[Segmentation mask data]
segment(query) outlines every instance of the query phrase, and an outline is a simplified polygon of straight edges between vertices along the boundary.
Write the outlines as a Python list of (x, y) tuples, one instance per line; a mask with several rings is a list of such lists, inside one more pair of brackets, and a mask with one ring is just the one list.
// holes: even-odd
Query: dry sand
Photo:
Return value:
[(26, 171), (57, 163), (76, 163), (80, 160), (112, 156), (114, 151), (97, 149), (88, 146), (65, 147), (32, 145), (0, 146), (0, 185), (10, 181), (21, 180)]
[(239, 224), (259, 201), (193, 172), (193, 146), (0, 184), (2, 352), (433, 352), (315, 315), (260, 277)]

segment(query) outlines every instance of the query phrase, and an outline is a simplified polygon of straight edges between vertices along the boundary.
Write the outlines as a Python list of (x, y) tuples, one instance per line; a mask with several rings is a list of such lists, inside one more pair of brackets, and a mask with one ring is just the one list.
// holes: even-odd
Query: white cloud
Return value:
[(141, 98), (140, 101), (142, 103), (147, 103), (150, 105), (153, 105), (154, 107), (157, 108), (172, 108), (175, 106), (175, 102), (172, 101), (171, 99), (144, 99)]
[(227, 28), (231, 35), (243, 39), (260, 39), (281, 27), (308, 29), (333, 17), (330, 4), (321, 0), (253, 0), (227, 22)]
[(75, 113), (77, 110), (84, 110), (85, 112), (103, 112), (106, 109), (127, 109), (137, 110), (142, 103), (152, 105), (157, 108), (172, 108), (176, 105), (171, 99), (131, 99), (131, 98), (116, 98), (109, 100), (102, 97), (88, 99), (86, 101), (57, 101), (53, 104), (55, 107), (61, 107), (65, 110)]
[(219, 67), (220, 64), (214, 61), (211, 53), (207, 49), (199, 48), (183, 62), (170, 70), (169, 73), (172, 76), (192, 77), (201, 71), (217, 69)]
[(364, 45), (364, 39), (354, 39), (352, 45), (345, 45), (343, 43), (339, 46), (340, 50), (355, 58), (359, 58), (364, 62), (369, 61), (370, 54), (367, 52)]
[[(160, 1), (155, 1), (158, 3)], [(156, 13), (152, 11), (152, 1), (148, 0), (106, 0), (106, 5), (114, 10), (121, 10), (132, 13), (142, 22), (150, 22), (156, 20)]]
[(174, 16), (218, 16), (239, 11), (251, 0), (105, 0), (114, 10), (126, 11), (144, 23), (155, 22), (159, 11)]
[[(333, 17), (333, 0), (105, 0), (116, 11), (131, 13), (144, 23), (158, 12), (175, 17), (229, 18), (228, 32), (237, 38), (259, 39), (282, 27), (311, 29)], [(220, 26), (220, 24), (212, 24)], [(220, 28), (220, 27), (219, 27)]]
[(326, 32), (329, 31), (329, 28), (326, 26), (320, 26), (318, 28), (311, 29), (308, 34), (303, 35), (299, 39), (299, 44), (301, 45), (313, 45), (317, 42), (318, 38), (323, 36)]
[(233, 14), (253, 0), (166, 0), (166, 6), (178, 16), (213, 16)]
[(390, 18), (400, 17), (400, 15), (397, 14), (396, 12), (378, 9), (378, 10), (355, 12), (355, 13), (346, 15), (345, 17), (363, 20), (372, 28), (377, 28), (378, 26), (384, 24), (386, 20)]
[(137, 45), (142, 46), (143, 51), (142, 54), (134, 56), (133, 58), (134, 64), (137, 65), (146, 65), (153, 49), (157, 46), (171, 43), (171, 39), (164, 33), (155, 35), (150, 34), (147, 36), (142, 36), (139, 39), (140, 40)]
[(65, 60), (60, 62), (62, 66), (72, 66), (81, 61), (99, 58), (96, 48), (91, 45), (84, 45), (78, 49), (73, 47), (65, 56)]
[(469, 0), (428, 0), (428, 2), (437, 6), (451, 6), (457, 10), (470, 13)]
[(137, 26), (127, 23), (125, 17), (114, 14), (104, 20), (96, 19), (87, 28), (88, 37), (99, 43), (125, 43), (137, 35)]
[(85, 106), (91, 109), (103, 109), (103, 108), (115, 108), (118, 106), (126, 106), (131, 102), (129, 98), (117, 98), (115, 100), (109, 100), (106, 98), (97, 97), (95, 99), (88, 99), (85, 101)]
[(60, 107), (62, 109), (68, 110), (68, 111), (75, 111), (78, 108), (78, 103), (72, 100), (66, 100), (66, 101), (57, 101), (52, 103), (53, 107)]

_About this task:_ Every record should be printed again exactly as it reads.

_Answer below:_
segment(query) outlines every instance of the query phrase, and an outline is a simplified polygon of straight edges between vertices along the boundary.
Write the outlines as a Python list of (x, y) tuples, one instance per line; a mask with several rings is a list of such lists, inside one more pair of brackets, and a mask with one ring is just the one list.
// holes: even-odd
Query: dry sand
Photo:
Return value:
[(26, 171), (57, 163), (76, 163), (80, 160), (112, 156), (114, 151), (97, 149), (88, 146), (65, 147), (32, 145), (0, 146), (0, 185), (10, 181), (21, 180)]
[(239, 224), (259, 201), (193, 172), (193, 146), (0, 184), (2, 352), (433, 352), (315, 315), (260, 277)]

segment(query) outlines every instance of the query phrase, and an outline is a simplified polygon of straight edges between vertices along the boundary.
Write the outlines as a Python list of (x, y) tuples, one instance per line; a mask with several rings is a list of such lists, inside one more pair of brackets, and a mask with one ring is just the one list.
// holes: even-odd
Query: white cloud
Return value:
[(141, 98), (140, 101), (142, 103), (147, 103), (150, 105), (153, 105), (154, 107), (157, 108), (172, 108), (175, 106), (175, 102), (172, 101), (171, 99), (144, 99)]
[(227, 28), (231, 35), (243, 39), (260, 39), (281, 27), (308, 29), (333, 17), (330, 4), (321, 0), (253, 0), (227, 22)]
[(75, 113), (77, 110), (84, 110), (85, 112), (103, 112), (106, 109), (127, 109), (137, 110), (142, 103), (152, 105), (157, 108), (172, 108), (176, 105), (171, 99), (131, 99), (131, 98), (116, 98), (109, 100), (102, 97), (88, 99), (86, 101), (57, 101), (53, 104), (55, 107), (61, 107), (65, 110)]
[(219, 67), (220, 64), (214, 61), (211, 53), (207, 49), (199, 48), (183, 62), (170, 70), (169, 73), (172, 76), (192, 77), (201, 71), (217, 69)]
[(364, 45), (364, 39), (354, 39), (352, 45), (345, 45), (343, 43), (339, 46), (340, 50), (355, 58), (359, 58), (364, 62), (369, 61), (370, 54), (367, 52)]
[[(160, 1), (155, 1), (158, 3)], [(156, 13), (152, 11), (152, 1), (148, 0), (106, 0), (106, 5), (114, 10), (121, 10), (132, 13), (142, 22), (150, 22), (156, 20)]]
[(174, 16), (218, 16), (239, 11), (251, 0), (105, 0), (114, 10), (126, 11), (144, 23), (155, 22), (159, 11)]
[[(333, 17), (333, 0), (105, 0), (116, 11), (131, 13), (144, 23), (158, 12), (175, 17), (229, 18), (228, 32), (237, 38), (259, 39), (282, 27), (311, 29)], [(220, 26), (220, 24), (212, 24)], [(220, 28), (220, 27), (219, 27)]]
[(326, 32), (329, 31), (329, 28), (326, 26), (320, 26), (318, 28), (311, 29), (308, 34), (303, 35), (299, 39), (299, 44), (301, 45), (313, 45), (317, 42), (318, 38), (323, 36)]
[(233, 14), (253, 0), (166, 0), (166, 6), (178, 16), (213, 16)]
[(390, 18), (400, 17), (400, 15), (397, 14), (396, 12), (378, 9), (378, 10), (355, 12), (355, 13), (346, 15), (345, 17), (363, 20), (372, 28), (377, 28), (378, 26), (384, 24), (386, 20)]
[(137, 45), (142, 46), (143, 51), (142, 54), (134, 56), (133, 58), (134, 64), (137, 65), (146, 65), (153, 49), (157, 46), (171, 43), (171, 39), (164, 33), (155, 35), (150, 34), (147, 36), (142, 36), (139, 39), (140, 40)]
[(65, 60), (60, 62), (62, 66), (72, 66), (81, 61), (99, 58), (96, 48), (91, 45), (84, 45), (78, 49), (73, 47), (65, 56)]
[(469, 0), (428, 0), (428, 2), (437, 6), (451, 6), (457, 10), (470, 13)]
[(137, 26), (127, 23), (125, 17), (114, 14), (104, 20), (96, 19), (87, 28), (88, 37), (99, 43), (125, 43), (137, 35)]
[(85, 106), (91, 109), (103, 109), (103, 108), (115, 108), (118, 106), (126, 106), (131, 102), (129, 98), (117, 98), (115, 100), (109, 100), (106, 98), (97, 97), (95, 99), (88, 99), (85, 101)]
[(60, 107), (62, 109), (68, 110), (68, 111), (75, 111), (78, 108), (78, 103), (72, 100), (66, 100), (66, 101), (57, 101), (52, 103), (53, 107)]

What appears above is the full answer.